§ **Short problem**:
Beginning with the line where "I would be grateful if you could mark the brown" appears, repeat every remaining line of the entries exactly, the last line included.

-- START Data supplied --

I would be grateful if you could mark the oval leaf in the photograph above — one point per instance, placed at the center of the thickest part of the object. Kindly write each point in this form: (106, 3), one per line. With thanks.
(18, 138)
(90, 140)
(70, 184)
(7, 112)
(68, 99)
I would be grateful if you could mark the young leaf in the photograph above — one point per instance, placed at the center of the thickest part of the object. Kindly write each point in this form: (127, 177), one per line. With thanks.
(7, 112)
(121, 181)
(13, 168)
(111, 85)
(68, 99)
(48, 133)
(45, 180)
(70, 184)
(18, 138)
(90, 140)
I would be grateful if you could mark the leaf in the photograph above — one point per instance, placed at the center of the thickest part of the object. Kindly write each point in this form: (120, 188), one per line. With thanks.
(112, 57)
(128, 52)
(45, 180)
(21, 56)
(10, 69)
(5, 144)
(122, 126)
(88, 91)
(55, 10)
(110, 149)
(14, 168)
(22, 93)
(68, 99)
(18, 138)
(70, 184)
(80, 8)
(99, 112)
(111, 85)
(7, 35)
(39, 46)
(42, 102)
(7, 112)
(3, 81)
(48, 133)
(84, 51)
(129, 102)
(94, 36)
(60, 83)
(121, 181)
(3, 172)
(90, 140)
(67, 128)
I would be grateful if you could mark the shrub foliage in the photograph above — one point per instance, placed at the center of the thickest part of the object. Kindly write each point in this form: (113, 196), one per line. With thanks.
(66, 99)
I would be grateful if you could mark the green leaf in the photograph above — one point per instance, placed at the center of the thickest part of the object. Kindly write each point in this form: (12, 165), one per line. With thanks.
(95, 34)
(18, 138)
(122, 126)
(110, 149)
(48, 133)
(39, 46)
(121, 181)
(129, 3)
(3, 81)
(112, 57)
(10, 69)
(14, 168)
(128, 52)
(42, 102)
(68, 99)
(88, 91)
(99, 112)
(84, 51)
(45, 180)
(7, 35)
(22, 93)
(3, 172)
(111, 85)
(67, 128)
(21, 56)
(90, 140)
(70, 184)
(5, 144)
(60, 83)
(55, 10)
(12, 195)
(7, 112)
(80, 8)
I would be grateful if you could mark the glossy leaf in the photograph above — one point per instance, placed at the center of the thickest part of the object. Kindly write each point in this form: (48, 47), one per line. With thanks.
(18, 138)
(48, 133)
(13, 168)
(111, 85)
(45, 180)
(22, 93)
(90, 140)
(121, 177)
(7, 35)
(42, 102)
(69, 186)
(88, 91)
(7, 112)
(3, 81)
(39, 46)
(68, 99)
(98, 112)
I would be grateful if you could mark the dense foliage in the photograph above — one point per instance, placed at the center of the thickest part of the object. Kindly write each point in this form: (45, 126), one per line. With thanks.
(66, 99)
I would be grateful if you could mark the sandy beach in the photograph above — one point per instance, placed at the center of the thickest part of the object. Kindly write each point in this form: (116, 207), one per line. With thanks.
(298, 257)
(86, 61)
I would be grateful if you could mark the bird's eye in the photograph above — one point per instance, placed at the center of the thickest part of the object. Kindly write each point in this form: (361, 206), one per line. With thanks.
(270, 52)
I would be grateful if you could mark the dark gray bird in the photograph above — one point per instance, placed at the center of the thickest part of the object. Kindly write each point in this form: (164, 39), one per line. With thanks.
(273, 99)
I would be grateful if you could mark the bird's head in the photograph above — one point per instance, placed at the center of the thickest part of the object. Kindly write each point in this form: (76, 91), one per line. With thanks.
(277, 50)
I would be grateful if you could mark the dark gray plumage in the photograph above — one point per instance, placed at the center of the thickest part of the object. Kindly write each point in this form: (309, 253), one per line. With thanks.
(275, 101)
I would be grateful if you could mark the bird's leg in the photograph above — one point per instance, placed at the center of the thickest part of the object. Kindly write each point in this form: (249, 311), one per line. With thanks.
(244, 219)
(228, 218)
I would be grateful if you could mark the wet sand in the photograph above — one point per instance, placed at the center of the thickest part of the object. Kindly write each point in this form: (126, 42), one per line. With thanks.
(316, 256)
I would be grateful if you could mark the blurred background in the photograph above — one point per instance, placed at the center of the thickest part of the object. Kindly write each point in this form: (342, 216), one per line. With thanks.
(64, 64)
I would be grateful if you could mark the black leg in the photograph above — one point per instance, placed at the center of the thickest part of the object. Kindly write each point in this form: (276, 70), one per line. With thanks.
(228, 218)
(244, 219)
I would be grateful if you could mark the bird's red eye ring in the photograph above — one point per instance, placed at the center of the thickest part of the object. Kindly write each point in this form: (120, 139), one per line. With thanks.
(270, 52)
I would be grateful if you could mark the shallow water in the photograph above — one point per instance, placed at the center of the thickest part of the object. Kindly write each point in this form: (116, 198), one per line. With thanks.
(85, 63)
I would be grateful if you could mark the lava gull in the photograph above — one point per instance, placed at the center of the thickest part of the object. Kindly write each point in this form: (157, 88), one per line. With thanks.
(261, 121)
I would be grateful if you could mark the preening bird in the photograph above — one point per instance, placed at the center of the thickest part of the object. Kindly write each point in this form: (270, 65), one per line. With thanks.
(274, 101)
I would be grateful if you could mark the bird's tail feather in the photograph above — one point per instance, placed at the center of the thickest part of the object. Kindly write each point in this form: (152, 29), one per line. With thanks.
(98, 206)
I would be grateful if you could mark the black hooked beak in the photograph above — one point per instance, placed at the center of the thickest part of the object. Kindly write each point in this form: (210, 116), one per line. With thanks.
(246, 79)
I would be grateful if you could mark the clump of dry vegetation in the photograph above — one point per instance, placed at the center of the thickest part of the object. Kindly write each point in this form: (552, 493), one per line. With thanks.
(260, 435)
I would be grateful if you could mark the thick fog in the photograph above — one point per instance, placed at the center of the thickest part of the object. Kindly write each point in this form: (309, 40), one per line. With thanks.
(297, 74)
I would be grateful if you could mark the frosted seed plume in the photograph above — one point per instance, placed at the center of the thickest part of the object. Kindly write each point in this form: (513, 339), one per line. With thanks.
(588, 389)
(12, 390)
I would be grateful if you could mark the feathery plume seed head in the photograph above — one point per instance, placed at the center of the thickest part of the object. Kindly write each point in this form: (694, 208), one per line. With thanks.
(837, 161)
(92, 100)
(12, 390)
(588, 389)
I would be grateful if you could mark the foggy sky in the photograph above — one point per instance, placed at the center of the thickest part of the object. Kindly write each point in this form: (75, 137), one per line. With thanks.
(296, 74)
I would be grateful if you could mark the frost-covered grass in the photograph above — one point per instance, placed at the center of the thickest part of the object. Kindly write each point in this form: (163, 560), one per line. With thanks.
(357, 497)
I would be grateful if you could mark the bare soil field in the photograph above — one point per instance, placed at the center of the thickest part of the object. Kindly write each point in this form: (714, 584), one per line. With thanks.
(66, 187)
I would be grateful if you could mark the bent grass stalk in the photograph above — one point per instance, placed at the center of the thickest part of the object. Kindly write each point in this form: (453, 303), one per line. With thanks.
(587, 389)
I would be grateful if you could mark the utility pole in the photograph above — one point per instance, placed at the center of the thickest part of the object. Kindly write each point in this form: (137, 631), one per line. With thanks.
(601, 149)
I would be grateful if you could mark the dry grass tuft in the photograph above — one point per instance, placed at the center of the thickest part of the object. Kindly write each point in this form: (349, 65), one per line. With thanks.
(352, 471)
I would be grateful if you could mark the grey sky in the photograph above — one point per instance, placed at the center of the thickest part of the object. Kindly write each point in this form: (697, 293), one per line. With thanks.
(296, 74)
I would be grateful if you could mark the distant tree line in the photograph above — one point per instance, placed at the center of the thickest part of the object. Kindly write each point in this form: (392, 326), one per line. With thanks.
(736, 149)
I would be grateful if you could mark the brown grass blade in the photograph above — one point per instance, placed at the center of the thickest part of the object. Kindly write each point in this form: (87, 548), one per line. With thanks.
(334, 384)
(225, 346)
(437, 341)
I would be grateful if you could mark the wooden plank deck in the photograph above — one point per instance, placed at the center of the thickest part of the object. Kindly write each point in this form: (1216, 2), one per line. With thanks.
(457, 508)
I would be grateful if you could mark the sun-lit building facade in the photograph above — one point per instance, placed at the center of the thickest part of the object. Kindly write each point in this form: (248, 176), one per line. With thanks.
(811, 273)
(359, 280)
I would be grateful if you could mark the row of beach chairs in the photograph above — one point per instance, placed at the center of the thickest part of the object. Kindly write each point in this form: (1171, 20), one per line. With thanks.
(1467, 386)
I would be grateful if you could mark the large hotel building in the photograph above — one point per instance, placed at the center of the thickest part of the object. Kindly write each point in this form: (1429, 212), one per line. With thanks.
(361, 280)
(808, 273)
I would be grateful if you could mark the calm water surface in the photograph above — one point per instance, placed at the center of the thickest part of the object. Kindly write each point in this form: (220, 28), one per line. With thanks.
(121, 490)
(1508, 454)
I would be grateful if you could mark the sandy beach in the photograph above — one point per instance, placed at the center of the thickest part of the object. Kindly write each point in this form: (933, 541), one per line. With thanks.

-- END Data supplied --

§ **Written solution**:
I would be grateful if you could mark the brown grass blade in the photograph above — one point per instance, placed at the center of the thickest part of the object. Kindly write each point in this form: (87, 548), one per line. With thanks.
(334, 384)
(225, 346)
(437, 341)
I would be grateful if you could mark the wooden plank deck in the photograph above — one point per instance, placed at the center of the thickest part of the object. Kindly write each point in this form: (1216, 2), one per line. With thanks.
(457, 508)
I would be grateful if you could mark the sun-lit building facade in the photograph above — one point per instance, placed at the center of the thickest part of the object. Kindly write each point in this form: (248, 176), one per line. With thanks.
(811, 273)
(359, 280)
I would be grateful if you could mark the row of beach chairs in the photograph above — one point per instance, placed at the center of the thickest part of the object. Kindly write each point in this form: (1171, 20), one per line. With thanks.
(1467, 386)
I would be grateful if you could mark the large hotel building in the photograph above — one point per instance, placed at the center of the thickest part of the object. Kindly write each point in this form: (1429, 212), one per line. With thanks.
(361, 280)
(808, 273)
I would be grateful if you could mark the calm water surface in the photograph above — one point per instance, placed at the center of the thickest part of the object. Kindly write each point in this form: (220, 28), one per line. With thanks.
(121, 490)
(1508, 454)
I would be grateful if you could mark the sandy beach in the photograph above — one point per instance, placed at the center of the thickest part of the object. Kindly write each point in this form: (933, 541), one per line. With thanks.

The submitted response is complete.